* _Task requirements_:
Return every line in the data below that contains the word "stem".

* _Given entries_:
******

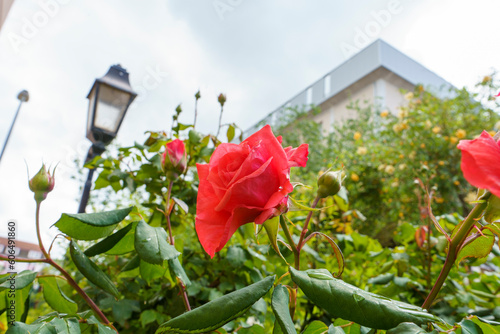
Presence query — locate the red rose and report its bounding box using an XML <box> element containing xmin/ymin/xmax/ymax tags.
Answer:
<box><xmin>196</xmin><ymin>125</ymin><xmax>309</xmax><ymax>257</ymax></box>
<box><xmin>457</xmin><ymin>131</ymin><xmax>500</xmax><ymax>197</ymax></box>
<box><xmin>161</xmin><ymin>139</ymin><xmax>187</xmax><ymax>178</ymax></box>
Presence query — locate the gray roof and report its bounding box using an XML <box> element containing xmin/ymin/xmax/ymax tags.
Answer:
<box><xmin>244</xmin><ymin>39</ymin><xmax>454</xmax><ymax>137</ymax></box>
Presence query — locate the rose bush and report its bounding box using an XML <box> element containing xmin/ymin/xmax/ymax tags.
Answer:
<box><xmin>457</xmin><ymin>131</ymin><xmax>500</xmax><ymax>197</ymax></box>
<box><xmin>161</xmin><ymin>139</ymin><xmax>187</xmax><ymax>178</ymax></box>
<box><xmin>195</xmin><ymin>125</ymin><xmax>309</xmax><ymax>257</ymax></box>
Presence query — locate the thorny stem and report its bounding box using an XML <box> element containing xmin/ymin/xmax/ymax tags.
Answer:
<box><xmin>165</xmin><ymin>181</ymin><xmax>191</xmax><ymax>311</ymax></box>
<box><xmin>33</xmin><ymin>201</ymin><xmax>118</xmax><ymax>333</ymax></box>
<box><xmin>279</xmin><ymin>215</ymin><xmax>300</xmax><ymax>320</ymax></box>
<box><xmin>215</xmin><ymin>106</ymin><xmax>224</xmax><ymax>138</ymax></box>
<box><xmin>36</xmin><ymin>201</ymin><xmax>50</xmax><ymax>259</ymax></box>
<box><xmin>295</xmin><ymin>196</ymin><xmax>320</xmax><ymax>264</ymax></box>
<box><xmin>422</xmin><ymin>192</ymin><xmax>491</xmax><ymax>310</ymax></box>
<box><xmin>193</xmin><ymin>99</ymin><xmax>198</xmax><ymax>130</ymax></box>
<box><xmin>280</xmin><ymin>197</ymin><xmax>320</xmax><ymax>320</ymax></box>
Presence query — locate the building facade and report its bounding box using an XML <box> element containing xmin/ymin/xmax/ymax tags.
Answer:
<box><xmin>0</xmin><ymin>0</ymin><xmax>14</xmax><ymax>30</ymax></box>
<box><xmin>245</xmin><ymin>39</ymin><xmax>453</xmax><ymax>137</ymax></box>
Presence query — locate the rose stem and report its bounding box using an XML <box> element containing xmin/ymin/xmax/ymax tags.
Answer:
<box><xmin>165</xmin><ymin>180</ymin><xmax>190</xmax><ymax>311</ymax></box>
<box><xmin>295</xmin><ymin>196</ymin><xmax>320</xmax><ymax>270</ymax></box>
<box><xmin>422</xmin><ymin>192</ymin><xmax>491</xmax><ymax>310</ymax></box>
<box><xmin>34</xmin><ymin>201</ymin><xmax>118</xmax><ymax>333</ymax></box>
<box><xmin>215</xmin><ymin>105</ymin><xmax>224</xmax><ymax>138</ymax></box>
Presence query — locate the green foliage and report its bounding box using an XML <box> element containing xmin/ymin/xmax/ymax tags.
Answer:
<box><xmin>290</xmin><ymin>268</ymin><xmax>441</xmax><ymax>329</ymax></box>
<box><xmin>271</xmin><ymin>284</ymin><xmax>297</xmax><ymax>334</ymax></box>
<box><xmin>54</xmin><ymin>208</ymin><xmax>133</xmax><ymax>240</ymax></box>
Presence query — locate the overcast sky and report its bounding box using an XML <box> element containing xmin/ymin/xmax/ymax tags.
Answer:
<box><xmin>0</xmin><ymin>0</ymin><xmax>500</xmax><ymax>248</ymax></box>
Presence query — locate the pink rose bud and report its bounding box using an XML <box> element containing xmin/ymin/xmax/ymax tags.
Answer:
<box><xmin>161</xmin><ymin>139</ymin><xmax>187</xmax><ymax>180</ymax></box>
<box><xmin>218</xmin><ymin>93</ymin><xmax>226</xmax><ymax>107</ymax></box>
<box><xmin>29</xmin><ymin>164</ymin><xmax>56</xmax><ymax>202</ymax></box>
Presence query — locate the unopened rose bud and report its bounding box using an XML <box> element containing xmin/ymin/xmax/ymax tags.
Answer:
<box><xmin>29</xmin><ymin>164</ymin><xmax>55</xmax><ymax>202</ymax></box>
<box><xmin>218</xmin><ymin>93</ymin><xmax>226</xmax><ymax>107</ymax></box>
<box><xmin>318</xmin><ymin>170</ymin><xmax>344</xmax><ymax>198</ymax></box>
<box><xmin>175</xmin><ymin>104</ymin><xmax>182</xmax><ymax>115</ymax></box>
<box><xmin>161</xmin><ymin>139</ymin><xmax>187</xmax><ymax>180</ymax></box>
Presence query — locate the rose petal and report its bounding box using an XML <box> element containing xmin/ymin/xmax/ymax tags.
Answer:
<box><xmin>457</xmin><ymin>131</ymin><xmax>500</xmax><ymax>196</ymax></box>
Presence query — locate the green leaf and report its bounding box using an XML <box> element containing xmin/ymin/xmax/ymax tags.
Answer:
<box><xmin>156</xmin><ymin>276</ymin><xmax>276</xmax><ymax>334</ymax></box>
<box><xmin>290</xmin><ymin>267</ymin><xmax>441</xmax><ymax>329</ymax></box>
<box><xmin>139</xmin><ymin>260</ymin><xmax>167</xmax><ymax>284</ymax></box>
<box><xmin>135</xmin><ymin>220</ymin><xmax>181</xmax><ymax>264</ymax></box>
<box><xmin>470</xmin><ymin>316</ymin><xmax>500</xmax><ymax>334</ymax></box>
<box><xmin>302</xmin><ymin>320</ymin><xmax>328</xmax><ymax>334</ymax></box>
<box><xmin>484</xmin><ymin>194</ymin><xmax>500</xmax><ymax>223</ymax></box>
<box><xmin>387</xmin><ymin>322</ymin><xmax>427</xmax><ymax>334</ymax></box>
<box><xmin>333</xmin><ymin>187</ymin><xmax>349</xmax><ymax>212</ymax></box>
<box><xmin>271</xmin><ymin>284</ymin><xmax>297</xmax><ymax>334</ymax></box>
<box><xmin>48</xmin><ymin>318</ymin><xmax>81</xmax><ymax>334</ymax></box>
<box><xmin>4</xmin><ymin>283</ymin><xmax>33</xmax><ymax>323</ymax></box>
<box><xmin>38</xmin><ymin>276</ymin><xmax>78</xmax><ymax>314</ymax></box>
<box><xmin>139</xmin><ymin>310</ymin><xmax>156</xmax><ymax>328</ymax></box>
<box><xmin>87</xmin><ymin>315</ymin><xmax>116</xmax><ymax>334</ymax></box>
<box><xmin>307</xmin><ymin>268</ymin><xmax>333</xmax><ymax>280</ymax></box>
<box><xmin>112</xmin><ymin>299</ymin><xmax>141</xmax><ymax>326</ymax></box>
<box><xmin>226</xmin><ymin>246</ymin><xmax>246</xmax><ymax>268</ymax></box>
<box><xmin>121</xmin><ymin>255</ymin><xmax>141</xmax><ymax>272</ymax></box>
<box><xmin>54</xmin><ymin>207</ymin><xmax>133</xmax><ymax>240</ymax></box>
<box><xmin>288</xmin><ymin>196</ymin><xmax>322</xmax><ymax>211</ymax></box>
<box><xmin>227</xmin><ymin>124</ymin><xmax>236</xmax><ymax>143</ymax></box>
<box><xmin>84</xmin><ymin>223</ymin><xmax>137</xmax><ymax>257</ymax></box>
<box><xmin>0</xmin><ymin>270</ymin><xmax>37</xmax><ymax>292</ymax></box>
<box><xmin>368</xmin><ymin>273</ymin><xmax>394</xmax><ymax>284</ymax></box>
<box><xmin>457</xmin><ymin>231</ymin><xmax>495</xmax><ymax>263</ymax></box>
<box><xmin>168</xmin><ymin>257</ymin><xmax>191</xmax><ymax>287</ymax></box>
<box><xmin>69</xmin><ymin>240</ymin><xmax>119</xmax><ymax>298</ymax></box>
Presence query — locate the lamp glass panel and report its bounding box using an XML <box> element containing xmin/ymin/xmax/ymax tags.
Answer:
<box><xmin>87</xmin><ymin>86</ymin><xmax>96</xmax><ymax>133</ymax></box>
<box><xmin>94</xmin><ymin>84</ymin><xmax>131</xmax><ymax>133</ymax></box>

******

* _Expected output_:
Presence query — locate the thorny stem and report its bounding box using an XML <box> element containing xmin/ymin/xmax/ymax tags.
Presence query — locate the rose stem and report its bounding box using an XML <box> element containing xmin/ymin/xmax/ymax tags.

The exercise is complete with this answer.